• [Short problem] In the listing below, reproduce the lines running from the line with "Tag every instance of the white t-shirt" through the end of the listing, changing "car wheel" to "tire" and leaving everything else unchanged.

• [Entries shown]

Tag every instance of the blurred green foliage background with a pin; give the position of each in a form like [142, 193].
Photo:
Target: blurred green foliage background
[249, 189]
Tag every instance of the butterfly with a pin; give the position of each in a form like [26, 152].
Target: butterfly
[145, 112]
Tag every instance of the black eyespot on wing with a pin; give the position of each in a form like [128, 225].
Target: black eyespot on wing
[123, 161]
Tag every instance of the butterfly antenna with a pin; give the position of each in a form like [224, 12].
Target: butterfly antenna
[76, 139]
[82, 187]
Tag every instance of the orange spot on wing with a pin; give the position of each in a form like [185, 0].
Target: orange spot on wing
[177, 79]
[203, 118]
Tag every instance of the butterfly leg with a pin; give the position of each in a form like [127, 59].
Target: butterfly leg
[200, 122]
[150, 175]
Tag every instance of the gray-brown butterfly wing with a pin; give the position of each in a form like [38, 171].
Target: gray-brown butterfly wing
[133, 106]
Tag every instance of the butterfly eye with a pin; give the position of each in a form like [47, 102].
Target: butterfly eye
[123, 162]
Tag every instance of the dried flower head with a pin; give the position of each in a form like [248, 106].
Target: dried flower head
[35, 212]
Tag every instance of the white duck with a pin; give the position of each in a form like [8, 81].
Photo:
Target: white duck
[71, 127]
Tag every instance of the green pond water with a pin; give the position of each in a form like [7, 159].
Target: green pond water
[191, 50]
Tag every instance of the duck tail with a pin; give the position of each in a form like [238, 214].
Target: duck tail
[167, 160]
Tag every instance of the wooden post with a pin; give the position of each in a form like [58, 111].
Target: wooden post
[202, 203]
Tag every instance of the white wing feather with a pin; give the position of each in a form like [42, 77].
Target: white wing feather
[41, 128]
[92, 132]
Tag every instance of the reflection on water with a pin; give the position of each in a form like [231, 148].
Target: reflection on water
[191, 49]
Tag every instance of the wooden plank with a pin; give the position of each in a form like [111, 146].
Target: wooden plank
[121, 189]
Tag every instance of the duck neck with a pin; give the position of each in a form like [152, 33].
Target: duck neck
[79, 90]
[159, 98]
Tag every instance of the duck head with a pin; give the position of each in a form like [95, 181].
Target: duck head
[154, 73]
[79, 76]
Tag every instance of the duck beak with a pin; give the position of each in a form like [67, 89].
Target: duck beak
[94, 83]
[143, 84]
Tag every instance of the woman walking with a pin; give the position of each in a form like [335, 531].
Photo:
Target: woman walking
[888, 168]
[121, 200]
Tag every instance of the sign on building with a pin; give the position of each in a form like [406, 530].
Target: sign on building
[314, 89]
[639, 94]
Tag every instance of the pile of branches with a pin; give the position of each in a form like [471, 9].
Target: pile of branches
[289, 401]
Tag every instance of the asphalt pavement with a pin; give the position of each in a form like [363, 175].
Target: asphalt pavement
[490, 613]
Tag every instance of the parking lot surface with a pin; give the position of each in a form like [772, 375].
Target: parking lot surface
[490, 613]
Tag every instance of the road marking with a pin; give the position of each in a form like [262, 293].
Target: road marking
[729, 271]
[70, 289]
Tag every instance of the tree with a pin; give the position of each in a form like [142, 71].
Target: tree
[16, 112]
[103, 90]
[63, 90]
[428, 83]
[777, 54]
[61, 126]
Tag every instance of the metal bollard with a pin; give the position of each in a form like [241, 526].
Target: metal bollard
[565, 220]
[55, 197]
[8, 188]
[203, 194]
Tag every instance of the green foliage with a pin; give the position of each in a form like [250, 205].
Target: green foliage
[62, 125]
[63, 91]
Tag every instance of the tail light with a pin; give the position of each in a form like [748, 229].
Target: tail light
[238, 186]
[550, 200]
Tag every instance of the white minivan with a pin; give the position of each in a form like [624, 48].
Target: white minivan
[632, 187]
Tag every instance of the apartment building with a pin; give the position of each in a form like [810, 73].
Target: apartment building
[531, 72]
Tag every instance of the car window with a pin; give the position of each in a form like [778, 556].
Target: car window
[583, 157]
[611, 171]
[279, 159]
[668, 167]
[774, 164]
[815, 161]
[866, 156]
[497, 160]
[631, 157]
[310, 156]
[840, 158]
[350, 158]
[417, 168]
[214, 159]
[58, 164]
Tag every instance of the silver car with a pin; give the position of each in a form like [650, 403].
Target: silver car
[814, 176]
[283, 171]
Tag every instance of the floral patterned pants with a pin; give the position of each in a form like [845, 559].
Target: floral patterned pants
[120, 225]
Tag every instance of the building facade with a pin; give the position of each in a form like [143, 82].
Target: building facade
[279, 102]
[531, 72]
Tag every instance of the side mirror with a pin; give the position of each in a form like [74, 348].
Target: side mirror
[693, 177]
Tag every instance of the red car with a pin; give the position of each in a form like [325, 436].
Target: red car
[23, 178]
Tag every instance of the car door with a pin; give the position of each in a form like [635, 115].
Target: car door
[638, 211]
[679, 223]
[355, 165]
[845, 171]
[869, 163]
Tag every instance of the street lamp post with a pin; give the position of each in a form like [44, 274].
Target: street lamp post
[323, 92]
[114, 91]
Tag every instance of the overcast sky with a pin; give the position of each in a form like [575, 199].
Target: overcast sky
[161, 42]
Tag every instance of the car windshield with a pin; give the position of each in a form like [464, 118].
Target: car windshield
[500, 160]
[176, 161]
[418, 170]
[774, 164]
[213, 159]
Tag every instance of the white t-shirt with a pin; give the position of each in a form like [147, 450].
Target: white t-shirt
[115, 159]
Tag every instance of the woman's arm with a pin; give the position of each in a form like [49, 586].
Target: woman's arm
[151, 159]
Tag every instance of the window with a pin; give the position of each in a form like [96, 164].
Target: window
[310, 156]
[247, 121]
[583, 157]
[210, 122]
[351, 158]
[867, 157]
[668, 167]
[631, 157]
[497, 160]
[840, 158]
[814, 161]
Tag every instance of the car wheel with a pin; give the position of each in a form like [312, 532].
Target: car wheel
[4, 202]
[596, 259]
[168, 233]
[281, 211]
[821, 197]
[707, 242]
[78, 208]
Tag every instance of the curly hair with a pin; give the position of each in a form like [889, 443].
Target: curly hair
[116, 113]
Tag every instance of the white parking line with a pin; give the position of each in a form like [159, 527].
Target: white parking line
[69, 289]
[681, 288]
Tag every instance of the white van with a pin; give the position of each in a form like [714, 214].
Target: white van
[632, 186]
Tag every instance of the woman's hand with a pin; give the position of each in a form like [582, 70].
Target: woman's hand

• [Task answer]
Tag every instance of the white t-shirt with a pin; give the position of each in a form like [147, 450].
Target: white t-shirt
[115, 159]
Tag every instance of the woman's arm with a pin; give the position of each in a form like [49, 586].
Target: woman's arm
[151, 159]
Tag every instance of the window with a pin; give the position of each in a form like [96, 164].
Target: window
[310, 156]
[247, 121]
[583, 157]
[210, 122]
[351, 158]
[867, 157]
[668, 167]
[631, 157]
[497, 160]
[840, 158]
[814, 161]
Tag every instance of the tire with a pin; give the position of each in a form like [312, 532].
Target: tire
[4, 202]
[596, 259]
[168, 233]
[281, 211]
[821, 197]
[707, 242]
[78, 208]
Tag every instance of the curly hair with a pin; give the position of each in a form like [889, 443].
Target: curly hair
[116, 113]
Tag every instance of the white parking line with a pin; give the position of each in a form like [159, 527].
Target: white parking line
[69, 289]
[681, 288]
Tag every instance of the white van with a pin; give the position of each in a form like [714, 214].
Target: white van
[632, 186]
Tag every instance of the woman's hand with a pin; give the position of each in a form like [582, 70].
Target: woman's hand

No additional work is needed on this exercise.